PROMPT -> Lay out the stretch of data from the line containing "Every instance of the stirrup gets" through the line containing "121L53 123L52 125L52", both included, as a Markdown table with columns Row and Line, numbering each row and omitting blank lines.

---------- RECORD EXCERPTS

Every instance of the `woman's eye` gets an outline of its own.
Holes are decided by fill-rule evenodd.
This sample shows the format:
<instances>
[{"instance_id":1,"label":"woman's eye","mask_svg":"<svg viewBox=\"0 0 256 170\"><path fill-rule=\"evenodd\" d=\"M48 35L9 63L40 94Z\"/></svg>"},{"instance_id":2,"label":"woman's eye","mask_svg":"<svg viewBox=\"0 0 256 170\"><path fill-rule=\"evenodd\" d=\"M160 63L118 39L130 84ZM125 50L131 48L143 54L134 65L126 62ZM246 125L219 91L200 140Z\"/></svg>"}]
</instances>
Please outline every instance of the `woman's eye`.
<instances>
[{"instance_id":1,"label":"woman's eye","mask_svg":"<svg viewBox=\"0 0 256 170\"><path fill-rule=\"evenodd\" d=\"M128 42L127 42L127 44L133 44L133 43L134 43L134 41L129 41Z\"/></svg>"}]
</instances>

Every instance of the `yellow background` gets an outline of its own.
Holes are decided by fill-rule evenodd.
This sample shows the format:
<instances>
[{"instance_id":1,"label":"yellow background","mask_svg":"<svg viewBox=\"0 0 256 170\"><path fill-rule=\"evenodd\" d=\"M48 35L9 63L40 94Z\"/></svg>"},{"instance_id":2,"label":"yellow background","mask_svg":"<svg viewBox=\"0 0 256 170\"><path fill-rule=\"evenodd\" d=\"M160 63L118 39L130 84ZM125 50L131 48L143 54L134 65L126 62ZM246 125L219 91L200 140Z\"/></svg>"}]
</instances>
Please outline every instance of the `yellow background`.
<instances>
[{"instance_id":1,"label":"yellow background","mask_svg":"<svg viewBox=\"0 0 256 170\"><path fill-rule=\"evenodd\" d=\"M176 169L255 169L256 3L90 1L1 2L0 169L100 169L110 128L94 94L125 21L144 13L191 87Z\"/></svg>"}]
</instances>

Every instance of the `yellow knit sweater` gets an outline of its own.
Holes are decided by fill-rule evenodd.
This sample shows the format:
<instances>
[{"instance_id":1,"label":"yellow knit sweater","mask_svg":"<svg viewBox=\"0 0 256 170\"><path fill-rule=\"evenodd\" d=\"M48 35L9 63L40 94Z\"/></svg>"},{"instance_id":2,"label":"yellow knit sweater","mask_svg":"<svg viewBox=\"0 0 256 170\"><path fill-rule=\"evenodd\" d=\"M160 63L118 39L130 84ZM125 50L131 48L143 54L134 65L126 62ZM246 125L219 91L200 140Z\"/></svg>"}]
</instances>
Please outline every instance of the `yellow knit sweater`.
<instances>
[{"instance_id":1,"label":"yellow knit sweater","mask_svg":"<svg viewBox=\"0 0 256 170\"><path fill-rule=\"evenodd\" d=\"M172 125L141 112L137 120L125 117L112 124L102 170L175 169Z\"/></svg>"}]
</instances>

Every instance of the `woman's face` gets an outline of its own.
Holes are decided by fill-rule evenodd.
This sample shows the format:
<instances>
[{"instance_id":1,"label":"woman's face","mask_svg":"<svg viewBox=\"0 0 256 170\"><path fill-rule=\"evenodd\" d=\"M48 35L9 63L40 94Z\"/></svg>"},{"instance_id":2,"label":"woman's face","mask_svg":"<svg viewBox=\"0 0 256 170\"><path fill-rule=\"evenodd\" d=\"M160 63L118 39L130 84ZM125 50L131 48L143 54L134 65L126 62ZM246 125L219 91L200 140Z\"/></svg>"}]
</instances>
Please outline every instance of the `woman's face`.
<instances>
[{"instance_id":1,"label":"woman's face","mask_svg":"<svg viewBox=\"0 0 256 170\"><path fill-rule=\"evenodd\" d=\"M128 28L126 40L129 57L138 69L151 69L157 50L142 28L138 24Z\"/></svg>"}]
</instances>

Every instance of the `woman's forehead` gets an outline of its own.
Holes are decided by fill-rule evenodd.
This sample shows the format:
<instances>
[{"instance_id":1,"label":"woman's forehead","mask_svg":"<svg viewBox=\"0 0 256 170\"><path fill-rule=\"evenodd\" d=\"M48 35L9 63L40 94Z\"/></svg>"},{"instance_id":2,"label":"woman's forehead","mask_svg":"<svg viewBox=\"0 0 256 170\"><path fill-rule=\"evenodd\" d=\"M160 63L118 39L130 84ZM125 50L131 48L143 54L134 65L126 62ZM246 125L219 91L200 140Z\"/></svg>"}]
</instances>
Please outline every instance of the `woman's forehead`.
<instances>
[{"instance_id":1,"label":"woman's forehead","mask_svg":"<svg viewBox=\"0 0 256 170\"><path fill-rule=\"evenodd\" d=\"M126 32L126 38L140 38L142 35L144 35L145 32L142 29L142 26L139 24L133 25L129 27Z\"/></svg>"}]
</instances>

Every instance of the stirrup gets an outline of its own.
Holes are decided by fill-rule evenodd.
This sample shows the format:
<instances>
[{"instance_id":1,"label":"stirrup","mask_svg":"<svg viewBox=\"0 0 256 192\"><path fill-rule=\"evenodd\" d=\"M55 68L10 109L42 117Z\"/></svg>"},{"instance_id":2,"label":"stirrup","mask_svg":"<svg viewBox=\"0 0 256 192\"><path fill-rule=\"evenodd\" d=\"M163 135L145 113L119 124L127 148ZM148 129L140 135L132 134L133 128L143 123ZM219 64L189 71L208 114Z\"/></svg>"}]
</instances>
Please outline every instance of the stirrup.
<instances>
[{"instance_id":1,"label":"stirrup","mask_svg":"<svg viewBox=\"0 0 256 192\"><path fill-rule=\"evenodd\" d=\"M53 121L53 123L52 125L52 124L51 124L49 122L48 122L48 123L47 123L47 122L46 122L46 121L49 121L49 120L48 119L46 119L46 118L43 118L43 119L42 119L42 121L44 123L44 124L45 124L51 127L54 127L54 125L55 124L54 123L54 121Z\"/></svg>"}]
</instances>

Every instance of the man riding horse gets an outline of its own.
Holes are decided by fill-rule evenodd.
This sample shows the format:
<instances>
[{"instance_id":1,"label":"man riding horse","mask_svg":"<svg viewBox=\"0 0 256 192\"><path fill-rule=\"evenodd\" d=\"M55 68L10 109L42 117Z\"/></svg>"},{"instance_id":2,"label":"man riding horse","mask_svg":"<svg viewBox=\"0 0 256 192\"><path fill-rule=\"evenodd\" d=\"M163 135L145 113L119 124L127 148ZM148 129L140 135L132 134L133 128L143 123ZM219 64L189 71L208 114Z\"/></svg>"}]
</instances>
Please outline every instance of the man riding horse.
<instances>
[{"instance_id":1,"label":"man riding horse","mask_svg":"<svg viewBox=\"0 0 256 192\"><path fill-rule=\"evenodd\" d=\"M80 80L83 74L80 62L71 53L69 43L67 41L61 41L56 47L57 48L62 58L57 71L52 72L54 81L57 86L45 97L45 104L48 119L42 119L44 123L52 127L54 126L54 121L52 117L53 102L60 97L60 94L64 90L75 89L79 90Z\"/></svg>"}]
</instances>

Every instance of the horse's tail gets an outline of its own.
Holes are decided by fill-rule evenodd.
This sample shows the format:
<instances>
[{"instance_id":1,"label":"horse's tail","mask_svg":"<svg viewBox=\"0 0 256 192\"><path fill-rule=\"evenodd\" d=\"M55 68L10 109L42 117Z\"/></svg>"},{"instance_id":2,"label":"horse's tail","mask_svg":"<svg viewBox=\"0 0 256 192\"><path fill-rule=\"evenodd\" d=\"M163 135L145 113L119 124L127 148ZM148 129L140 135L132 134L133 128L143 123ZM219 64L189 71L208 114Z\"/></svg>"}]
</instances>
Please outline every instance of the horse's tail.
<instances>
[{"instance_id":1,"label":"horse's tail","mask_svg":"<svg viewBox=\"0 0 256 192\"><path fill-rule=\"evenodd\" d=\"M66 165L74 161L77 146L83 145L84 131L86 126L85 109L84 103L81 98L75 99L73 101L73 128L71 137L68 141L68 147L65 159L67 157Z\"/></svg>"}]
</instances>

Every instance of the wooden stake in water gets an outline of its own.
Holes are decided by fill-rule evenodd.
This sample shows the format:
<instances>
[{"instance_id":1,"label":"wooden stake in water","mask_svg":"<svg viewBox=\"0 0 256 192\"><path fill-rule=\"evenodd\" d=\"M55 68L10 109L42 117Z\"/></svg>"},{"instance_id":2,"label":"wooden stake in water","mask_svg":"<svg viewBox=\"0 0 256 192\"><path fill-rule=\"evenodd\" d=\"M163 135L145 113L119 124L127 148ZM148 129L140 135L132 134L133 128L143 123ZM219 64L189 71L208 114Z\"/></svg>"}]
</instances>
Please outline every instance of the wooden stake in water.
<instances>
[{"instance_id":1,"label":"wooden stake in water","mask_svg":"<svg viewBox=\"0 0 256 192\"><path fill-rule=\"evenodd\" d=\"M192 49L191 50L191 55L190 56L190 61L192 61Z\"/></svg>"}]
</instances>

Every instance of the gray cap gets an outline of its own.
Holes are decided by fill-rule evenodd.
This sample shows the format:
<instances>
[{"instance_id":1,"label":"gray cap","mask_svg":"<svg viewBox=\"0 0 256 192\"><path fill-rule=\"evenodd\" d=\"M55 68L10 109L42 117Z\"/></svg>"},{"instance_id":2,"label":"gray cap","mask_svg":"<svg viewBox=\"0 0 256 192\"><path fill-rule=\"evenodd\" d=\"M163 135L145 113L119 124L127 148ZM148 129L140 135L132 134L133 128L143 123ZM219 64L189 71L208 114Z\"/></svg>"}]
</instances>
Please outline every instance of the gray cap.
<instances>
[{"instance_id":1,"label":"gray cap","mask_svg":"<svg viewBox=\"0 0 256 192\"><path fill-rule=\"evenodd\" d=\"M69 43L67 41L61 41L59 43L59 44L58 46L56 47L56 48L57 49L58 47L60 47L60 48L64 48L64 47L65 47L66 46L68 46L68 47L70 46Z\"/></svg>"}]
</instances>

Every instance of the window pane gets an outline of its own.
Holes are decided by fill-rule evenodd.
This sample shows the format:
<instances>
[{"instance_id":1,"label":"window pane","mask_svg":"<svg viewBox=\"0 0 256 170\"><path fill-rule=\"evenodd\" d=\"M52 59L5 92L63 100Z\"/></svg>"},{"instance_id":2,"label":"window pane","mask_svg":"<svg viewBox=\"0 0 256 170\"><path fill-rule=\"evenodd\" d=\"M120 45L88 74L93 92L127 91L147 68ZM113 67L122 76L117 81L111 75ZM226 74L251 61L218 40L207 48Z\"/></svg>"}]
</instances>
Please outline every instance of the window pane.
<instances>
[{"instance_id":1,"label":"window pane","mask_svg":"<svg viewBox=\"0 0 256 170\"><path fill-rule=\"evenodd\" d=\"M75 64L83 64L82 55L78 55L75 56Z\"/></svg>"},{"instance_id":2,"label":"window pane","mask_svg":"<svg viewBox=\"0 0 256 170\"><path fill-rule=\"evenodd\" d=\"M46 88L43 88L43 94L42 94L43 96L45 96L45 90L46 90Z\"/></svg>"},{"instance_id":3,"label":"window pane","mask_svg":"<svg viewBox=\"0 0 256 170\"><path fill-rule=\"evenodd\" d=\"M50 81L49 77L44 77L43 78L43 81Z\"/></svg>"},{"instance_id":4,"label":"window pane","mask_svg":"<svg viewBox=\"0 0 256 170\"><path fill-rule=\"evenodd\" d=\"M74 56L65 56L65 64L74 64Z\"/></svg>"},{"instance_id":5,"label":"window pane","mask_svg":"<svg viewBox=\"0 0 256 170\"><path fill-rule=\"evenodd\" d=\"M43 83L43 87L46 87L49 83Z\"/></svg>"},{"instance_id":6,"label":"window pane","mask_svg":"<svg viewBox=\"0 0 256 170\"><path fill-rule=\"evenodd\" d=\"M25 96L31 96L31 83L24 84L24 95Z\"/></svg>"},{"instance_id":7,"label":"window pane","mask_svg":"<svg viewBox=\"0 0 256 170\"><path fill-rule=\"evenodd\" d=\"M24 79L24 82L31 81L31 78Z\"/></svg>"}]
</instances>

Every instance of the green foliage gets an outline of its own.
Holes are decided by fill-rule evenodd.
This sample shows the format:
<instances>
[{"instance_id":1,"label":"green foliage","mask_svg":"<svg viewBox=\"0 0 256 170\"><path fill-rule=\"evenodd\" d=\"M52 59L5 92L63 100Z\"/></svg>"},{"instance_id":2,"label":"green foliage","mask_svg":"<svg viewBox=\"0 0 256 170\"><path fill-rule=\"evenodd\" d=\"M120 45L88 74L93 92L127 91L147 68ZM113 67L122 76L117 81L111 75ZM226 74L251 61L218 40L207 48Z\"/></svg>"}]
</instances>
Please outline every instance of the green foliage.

--------------------

FINAL ANSWER ->
| Row | Line |
|---|---|
| 1 | Every instance of the stirrup gets an outline of its own. |
| 2 | Holes are decided by fill-rule evenodd. |
| 3 | This sample shows the format: |
| 4 | <instances> |
| 5 | [{"instance_id":1,"label":"stirrup","mask_svg":"<svg viewBox=\"0 0 256 192\"><path fill-rule=\"evenodd\" d=\"M55 68L10 109L42 117Z\"/></svg>"},{"instance_id":2,"label":"stirrup","mask_svg":"<svg viewBox=\"0 0 256 192\"><path fill-rule=\"evenodd\" d=\"M163 135L145 113L119 124L127 148ZM148 129L140 135L132 134L133 128L143 123ZM219 64L189 71L208 114Z\"/></svg>"}] |
| 6 | </instances> |
| 7 | Please outline every instance of the stirrup. |
| 8 | <instances> |
| 9 | [{"instance_id":1,"label":"stirrup","mask_svg":"<svg viewBox=\"0 0 256 192\"><path fill-rule=\"evenodd\" d=\"M53 121L53 123L52 125L52 124L51 124L49 122L48 122L48 123L47 123L47 122L46 122L46 121L49 121L49 120L48 119L46 119L46 118L43 118L43 119L42 119L42 121L44 123L44 124L45 124L51 127L54 127L54 125L55 124L54 123L54 121Z\"/></svg>"}] |